STATED EXERCISE — Rewrite every line of all the items below as a Markdown table with the columns Row and Item line, numbering the rows in order. Leave out blank lines and the pictures.

DATA FOR PROCESSING —
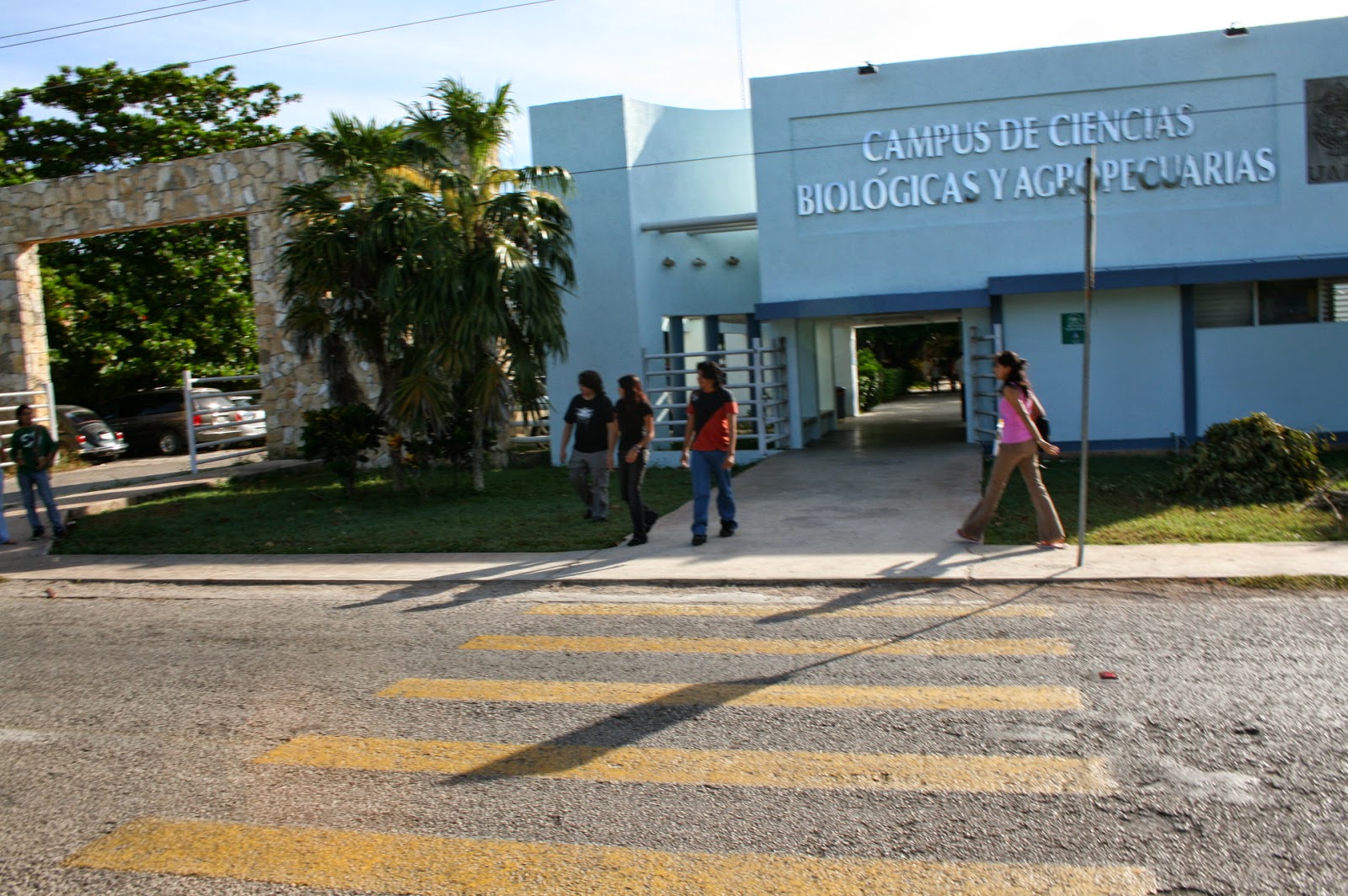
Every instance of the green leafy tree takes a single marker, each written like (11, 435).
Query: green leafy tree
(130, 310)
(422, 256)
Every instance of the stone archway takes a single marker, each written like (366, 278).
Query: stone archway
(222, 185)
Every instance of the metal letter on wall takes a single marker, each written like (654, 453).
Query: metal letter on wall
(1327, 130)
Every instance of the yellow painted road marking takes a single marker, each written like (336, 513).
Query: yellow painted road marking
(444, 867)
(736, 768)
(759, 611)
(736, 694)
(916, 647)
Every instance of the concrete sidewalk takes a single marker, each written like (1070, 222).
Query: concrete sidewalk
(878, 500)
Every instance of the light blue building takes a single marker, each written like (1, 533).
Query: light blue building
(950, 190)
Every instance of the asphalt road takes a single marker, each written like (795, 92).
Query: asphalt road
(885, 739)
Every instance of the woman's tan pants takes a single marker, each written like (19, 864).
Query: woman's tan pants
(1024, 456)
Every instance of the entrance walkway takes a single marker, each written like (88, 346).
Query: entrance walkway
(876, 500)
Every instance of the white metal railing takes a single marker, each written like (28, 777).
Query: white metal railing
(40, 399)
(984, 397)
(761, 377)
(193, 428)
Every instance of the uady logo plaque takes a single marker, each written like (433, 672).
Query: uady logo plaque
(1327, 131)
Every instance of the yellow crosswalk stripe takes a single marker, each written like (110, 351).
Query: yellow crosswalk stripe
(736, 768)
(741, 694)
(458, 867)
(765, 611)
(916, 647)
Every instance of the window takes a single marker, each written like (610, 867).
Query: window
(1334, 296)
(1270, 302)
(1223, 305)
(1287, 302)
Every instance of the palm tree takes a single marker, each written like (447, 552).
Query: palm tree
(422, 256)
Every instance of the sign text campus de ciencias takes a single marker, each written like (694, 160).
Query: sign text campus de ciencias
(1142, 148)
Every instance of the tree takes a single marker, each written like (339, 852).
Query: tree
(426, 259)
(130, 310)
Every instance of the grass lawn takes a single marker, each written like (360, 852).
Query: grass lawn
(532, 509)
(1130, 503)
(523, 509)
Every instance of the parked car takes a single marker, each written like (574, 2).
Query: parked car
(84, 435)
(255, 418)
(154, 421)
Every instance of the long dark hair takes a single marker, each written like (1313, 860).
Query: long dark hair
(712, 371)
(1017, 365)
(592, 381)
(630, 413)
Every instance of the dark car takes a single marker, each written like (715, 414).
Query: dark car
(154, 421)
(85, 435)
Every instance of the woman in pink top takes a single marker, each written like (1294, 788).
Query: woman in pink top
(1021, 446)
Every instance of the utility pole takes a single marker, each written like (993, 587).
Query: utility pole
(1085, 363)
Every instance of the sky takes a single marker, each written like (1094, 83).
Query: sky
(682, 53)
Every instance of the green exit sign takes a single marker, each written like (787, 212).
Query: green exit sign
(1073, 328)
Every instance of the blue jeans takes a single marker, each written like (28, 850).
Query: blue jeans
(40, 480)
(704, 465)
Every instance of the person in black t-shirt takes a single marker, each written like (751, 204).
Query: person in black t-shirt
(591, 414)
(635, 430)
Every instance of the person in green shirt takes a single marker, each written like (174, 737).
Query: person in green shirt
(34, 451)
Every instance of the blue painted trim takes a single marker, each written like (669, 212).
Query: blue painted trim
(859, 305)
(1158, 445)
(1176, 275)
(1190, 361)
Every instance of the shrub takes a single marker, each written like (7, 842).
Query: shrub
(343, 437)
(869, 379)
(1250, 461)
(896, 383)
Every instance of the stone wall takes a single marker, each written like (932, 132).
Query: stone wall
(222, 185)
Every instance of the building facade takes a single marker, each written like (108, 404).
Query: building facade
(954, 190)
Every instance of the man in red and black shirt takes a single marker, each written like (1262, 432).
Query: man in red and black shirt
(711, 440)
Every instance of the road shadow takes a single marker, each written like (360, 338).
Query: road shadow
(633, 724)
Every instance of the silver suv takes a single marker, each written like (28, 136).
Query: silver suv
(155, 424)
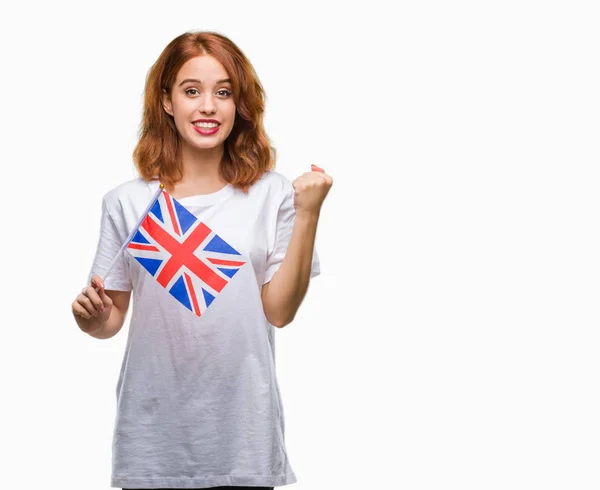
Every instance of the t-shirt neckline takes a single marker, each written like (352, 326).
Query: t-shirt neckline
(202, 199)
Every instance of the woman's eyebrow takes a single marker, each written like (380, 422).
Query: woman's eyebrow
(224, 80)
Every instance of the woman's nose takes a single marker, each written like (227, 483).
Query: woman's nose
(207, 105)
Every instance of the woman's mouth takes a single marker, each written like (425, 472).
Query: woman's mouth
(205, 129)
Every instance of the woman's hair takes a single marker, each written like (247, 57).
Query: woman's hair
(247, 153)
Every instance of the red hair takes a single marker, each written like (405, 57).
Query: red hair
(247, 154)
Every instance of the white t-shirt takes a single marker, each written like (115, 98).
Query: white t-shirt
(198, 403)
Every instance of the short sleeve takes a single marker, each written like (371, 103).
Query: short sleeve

EXPECTED ANSWER —
| Row | Item line |
|---|---|
| 1 | Every instance of the green leafy tree takes a single marker, each written like (11, 435). |
| 2 | Query: green leafy tree |
| 3 | (130, 310) |
| 4 | (422, 256) |
| 5 | Every instance of the stone archway takes a single marker, each written like (366, 278). |
| 6 | Query: stone archway |
| 7 | (222, 185) |
| 8 | Every instance of the metal letter on wall takes a single marker, each written like (654, 453). |
| 9 | Query: metal letter on wall |
| 10 | (1327, 130) |
| 11 | Every instance of the yellow painted road marking takes a single marker, each written like (336, 513). |
| 12 | Query: yellow painted road marking |
| 13 | (444, 867) |
| 14 | (736, 768) |
| 15 | (759, 611) |
| 16 | (736, 694) |
| 17 | (916, 647) |
| 18 | Every instance of the concrete sidewalk takes a single marker, each written like (1070, 222). |
| 19 | Query: concrete sidewalk |
| 20 | (878, 500) |
| 21 | Every instance of the light blue building takes a single marker, each written like (1, 533). |
| 22 | Query: light blue building |
| 23 | (950, 190) |
| 24 | Every instance of the asphalt road takes a single marker, each written like (795, 92). |
| 25 | Query: asphalt road |
| 26 | (885, 739) |
| 27 | Every instance of the woman's tan pants takes a single marker, each written like (19, 864). |
| 28 | Query: woman's tan pants |
| 29 | (1024, 456) |
| 30 | Every instance of the entrance walkway takes a single marker, each written like (88, 346). |
| 31 | Query: entrance walkway |
| 32 | (876, 500) |
| 33 | Every instance of the white metal railing takes a single marker, each written like (28, 777). |
| 34 | Query: white metal railing |
| 35 | (40, 399) |
| 36 | (984, 397) |
| 37 | (761, 377) |
| 38 | (193, 428) |
| 39 | Every instance of the uady logo plaque takes a single marker, each written like (433, 672). |
| 40 | Query: uady logo plaque |
| 41 | (1327, 131) |
| 42 | Every instance of the yellow crosswalk stripe takes a single marker, each written like (110, 351). |
| 43 | Query: yellow crosswalk stripe |
| 44 | (736, 768) |
| 45 | (741, 694) |
| 46 | (458, 867) |
| 47 | (765, 611) |
| 48 | (916, 647) |
| 49 | Every instance of the window takes a single marker, each written like (610, 867). |
| 50 | Query: window |
| 51 | (1334, 296) |
| 52 | (1270, 302) |
| 53 | (1223, 305) |
| 54 | (1287, 302) |
| 55 | Every instance of the palm tree takes a single marker, each written like (447, 552). |
| 56 | Query: palm tree |
| 57 | (422, 256) |
| 58 | Every instance of the sign text campus de ciencias takes a single marker, each written like (694, 160). |
| 59 | Query: sign text campus de ciencias |
| 60 | (1142, 148) |
| 61 | Every instance of the tree takes a single marker, each written like (339, 852). |
| 62 | Query: tree |
| 63 | (426, 259) |
| 64 | (130, 310) |
| 65 | Every instance of the grass lawn takes a single marker, each written like (360, 852). |
| 66 | Query: grass lawn |
| 67 | (532, 509) |
| 68 | (1130, 503) |
| 69 | (523, 509) |
| 70 | Every instance of the parked car takes a single marker, each written like (574, 2). |
| 71 | Query: parked car |
| 72 | (84, 435) |
| 73 | (255, 418) |
| 74 | (154, 421) |
| 75 | Every instance of the long dark hair takes a single marker, each written like (1313, 860). |
| 76 | Query: long dark hair |
| 77 | (712, 371) |
| 78 | (1017, 365) |
| 79 | (592, 381) |
| 80 | (630, 413) |
| 81 | Every instance of the dark car takes a single marker, each written like (715, 414). |
| 82 | Query: dark car |
| 83 | (154, 421) |
| 84 | (85, 435) |
| 85 | Every instance of the woman in pink top takes a single marker, each written like (1294, 788). |
| 86 | Query: woman in pink top |
| 87 | (1021, 446) |
| 88 | Every instance of the utility pole takes a single marker, each written like (993, 587). |
| 89 | Query: utility pole |
| 90 | (1085, 363) |
| 91 | Every instance of the sky takes a single marker, each written like (1094, 83). |
| 92 | Query: sky |
| 93 | (682, 53) |
| 94 | Every instance of the green exit sign takes a single marker, each written like (787, 212). |
| 95 | Query: green exit sign |
| 96 | (1073, 328) |
| 97 | Every instance of the blue jeans takes a single marker, each written like (28, 850). |
| 98 | Query: blue jeans |
| 99 | (40, 480) |
| 100 | (704, 465) |
| 101 | Every instance of the person in black t-shirt takes a single marker, each written like (751, 204). |
| 102 | Query: person in black t-shirt |
| 103 | (591, 414) |
| 104 | (635, 430) |
| 105 | Every instance of the person in green shirt takes a single marker, each written like (174, 737). |
| 106 | Query: person in green shirt |
| 107 | (34, 451) |
| 108 | Every instance of the blue painted trim takes a single marker, each written like (669, 212). |
| 109 | Query: blue painted trim |
| 110 | (859, 305) |
| 111 | (1158, 445) |
| 112 | (1176, 275) |
| 113 | (1190, 361) |
| 114 | Every instance of the shrub takes a single marker, each written like (7, 842). |
| 115 | Query: shrub |
| 116 | (343, 437) |
| 117 | (869, 379) |
| 118 | (1250, 461) |
| 119 | (896, 383) |
| 120 | Every instance of the stone wall takes a single marker, each written like (932, 132). |
| 121 | Query: stone wall |
| 122 | (222, 185) |
| 123 | Every instance of the building facade takes a single marker, each written like (108, 404). |
| 124 | Query: building facade |
| 125 | (954, 190) |
| 126 | Every instance of the man in red and black shirt takes a single marker, each written like (1262, 432). |
| 127 | Query: man in red and black shirt |
| 128 | (711, 440) |
| 129 | Every instance of the road shadow takes a single marker, each written like (360, 338). |
| 130 | Query: road shadow |
| 131 | (633, 724) |
| 132 | Every instance of the silver suv takes a single marker, each written like (28, 136). |
| 133 | Query: silver suv |
| 134 | (155, 424) |
| 135 | Every instance of the t-shirt neckline takes a single marker, each written like (352, 326). |
| 136 | Query: t-shirt neckline |
| 137 | (202, 199) |
| 138 | Every instance of the woman's eyebrow takes a single marker, each written like (380, 422). |
| 139 | Query: woman's eyebrow |
| 140 | (224, 80) |
| 141 | Every instance of the woman's nose takes a single marker, each written like (227, 483). |
| 142 | Query: woman's nose |
| 143 | (207, 105) |
| 144 | Every instance of the woman's mouth takes a single marker, each written like (425, 472). |
| 145 | Query: woman's mouth |
| 146 | (205, 129) |
| 147 | Every instance of the woman's hair takes a single marker, each written like (247, 57). |
| 148 | Query: woman's hair |
| 149 | (247, 153) |
| 150 | Every instance of the red hair takes a single marker, each written like (405, 57). |
| 151 | Query: red hair |
| 152 | (247, 154) |
| 153 | Every instance of the white t-shirt takes a single marker, each written like (115, 98). |
| 154 | Query: white t-shirt |
| 155 | (198, 403) |
| 156 | Every instance of the short sleeve takes a single marker, each written like (371, 103). |
| 157 | Query: short sleeve |